Problem to solve
Reproduce, word for word, the lines in the items below, starting at the line with "Report x and y for each instance of the mouth" and continuing up to and including the line with "x=256, y=177".

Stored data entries
________________________________________

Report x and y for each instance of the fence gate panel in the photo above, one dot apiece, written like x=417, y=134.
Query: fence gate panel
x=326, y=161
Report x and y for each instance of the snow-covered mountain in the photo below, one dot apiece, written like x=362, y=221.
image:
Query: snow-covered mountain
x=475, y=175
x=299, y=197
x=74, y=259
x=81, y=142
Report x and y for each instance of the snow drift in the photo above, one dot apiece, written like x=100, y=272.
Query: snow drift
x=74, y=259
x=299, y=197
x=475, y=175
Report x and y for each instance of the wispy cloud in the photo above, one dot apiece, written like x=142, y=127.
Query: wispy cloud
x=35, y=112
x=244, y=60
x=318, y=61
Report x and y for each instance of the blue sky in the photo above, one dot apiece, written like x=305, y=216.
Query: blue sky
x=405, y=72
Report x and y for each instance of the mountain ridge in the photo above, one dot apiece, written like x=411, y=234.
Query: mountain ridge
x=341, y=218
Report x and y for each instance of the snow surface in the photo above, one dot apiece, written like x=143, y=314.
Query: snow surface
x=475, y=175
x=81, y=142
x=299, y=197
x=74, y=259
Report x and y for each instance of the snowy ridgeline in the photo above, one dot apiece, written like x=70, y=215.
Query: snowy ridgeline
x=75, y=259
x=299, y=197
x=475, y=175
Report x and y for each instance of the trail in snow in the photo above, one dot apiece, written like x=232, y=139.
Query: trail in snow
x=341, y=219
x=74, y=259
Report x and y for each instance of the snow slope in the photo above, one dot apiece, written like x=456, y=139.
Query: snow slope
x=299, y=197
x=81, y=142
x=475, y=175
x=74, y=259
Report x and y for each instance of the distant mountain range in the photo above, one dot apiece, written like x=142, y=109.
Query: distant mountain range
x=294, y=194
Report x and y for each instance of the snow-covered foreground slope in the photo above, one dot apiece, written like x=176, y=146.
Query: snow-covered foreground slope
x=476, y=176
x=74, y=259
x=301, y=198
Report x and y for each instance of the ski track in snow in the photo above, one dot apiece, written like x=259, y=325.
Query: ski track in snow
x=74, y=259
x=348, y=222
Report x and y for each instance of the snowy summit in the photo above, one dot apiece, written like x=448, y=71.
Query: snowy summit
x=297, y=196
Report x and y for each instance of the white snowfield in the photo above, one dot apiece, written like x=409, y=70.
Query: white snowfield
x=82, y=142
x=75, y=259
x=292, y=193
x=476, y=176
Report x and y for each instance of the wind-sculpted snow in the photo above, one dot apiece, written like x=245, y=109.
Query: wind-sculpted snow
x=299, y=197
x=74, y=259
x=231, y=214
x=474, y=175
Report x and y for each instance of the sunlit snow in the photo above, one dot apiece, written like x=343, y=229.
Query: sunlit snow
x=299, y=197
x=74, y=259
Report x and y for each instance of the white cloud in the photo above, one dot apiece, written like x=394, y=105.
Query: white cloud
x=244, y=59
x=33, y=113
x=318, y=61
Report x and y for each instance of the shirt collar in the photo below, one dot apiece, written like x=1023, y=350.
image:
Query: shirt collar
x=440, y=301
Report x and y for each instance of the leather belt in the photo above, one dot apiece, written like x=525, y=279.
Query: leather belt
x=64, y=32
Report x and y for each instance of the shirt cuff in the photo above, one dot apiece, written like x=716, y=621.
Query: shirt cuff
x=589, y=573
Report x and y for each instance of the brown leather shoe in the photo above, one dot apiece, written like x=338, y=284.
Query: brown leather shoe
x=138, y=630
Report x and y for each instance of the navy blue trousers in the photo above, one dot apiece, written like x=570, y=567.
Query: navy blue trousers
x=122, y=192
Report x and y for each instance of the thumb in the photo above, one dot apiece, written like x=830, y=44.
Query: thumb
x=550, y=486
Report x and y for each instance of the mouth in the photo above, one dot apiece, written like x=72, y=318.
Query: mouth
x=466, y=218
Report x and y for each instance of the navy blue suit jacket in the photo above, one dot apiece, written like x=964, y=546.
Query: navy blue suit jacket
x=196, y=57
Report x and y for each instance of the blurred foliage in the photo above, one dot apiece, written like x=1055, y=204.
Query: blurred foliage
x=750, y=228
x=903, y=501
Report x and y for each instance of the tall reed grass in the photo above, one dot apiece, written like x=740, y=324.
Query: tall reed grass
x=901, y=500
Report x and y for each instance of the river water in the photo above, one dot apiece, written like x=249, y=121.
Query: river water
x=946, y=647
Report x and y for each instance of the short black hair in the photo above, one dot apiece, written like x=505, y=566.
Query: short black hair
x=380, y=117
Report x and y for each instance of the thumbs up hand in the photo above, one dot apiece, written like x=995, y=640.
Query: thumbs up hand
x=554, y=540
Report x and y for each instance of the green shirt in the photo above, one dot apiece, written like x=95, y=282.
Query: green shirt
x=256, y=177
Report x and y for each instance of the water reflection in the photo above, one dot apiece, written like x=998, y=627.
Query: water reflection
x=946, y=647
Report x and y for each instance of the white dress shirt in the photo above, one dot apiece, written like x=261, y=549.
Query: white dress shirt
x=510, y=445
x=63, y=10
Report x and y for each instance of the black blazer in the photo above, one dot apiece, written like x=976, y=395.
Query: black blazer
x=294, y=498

________________________________________

Result
Report x and y for each instance of the mouth in the photo above, one dot apiece, written like x=72, y=318.
Query: mouth
x=466, y=218
Report x and y for each instance of the navy blue suit jacket in the photo above, one dot apiece, written like x=964, y=546.
Query: navy blue suit jacket
x=196, y=57
Report x and y for each instance of the blurred foliage in the photo above, one dot apiece, written like x=1055, y=204.
Query: blurred foliage
x=750, y=228
x=903, y=501
Report x and y for each instance of the tall reed grass in the photo above, one dot apiece, written like x=740, y=324.
Query: tall reed grass
x=901, y=500
Report x and y for each instance of the river water in the photo above, one dot apiece, written like x=249, y=121.
Query: river water
x=946, y=647
Report x and y for each instance of the short black hair in the photo above, one dot apiece, written like x=505, y=566.
Query: short black hair
x=380, y=117
Report x and y for each instance of the thumbs up hand in the photo above, one dot apiece, written like x=995, y=640.
Query: thumbs up hand
x=554, y=540
Report x and y for each instance of the green shirt in the photo above, one dot apiece, written like x=95, y=282.
Query: green shirt
x=256, y=177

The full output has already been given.